### Material provided
◆ ◆ ◆ ◆

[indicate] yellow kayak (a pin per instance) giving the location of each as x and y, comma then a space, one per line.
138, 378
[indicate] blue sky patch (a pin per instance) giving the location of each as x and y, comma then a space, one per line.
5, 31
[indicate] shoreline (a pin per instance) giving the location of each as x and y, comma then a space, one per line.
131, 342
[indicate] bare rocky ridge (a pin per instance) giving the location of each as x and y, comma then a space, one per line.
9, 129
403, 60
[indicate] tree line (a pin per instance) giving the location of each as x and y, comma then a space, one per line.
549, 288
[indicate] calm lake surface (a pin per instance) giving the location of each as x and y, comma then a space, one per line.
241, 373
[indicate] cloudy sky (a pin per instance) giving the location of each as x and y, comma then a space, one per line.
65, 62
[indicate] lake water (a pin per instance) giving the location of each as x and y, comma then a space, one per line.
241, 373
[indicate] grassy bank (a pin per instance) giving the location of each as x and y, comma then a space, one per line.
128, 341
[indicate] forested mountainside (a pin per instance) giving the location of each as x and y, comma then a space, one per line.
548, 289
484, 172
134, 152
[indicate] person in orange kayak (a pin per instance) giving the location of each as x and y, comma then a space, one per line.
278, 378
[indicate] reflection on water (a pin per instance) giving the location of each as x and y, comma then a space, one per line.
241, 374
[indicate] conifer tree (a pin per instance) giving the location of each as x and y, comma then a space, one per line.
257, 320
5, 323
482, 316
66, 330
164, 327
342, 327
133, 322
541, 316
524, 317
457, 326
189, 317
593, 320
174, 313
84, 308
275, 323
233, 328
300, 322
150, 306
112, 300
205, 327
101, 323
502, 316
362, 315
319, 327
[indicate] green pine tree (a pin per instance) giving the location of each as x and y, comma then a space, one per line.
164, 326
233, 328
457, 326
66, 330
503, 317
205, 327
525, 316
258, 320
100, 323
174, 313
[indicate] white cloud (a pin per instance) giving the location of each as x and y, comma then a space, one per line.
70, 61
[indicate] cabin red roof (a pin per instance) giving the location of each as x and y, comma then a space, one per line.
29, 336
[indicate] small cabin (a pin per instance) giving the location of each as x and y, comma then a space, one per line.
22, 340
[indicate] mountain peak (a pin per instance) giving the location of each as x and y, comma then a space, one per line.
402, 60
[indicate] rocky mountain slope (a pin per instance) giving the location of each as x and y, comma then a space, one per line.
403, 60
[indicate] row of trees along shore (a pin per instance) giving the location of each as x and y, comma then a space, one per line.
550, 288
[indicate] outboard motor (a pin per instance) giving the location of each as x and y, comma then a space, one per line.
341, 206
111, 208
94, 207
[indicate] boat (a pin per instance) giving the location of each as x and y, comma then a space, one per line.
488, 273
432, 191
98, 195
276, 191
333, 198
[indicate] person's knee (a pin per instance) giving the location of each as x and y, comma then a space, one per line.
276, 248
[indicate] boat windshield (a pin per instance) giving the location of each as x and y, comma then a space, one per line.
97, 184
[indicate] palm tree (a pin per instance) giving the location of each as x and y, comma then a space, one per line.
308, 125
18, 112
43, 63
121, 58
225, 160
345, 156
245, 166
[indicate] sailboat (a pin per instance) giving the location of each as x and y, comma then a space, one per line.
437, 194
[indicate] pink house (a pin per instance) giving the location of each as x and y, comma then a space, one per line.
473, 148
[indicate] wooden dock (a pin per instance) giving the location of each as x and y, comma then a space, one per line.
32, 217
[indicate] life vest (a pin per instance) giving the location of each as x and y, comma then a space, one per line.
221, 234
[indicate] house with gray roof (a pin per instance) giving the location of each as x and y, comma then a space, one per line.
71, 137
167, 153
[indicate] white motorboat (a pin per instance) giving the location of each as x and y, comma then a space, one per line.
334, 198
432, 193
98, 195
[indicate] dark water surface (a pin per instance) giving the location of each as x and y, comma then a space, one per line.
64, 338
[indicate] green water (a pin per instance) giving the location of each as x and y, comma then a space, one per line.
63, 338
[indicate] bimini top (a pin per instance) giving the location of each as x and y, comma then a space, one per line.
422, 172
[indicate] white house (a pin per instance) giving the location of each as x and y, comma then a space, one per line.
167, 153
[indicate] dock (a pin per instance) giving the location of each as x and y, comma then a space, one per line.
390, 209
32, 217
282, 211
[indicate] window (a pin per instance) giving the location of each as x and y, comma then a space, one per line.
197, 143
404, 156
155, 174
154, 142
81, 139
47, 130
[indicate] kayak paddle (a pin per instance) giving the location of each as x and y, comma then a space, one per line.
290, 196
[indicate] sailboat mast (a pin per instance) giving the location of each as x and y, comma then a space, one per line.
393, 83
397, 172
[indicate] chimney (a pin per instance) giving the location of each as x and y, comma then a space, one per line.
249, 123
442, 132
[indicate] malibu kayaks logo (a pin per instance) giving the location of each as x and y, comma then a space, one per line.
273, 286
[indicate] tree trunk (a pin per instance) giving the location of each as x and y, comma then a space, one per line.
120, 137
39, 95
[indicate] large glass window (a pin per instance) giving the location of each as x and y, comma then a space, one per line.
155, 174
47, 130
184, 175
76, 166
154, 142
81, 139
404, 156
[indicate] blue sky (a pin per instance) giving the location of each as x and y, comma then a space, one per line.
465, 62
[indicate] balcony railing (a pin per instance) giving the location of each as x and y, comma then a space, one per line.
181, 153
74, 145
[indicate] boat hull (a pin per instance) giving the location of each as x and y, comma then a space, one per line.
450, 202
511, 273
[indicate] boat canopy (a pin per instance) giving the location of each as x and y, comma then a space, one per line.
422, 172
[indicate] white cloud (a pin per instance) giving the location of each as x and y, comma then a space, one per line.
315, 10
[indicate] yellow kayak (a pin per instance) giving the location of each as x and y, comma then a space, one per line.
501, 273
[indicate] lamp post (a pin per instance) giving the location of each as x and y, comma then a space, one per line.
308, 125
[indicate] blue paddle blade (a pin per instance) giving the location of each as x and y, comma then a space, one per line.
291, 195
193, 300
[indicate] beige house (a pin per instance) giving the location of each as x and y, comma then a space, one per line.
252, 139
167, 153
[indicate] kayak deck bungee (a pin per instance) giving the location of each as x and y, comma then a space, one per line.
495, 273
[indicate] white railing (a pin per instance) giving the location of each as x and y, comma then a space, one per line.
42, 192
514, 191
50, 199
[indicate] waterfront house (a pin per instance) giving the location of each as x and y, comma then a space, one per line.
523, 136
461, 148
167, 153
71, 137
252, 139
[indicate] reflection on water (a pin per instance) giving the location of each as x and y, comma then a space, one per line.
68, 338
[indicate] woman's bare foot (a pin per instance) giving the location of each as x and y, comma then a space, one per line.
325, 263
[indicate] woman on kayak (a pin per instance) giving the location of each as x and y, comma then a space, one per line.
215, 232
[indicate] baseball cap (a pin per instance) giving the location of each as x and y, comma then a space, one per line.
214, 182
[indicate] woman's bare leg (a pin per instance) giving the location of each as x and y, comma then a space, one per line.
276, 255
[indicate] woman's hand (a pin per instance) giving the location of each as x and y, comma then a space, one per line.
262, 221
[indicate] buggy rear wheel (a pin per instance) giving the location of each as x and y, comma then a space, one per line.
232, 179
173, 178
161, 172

◆ ◆ ◆ ◆

### Your task
This exercise asks for the line with "[indicate] buggy rear" and all lines after it through the end of the records above, retyped exactly and with nothing else.

### Answer to this task
[indicate] buggy rear wheel (a pin per instance) giving the location of each as x and y, comma then a space, one per line.
232, 179
173, 178
161, 172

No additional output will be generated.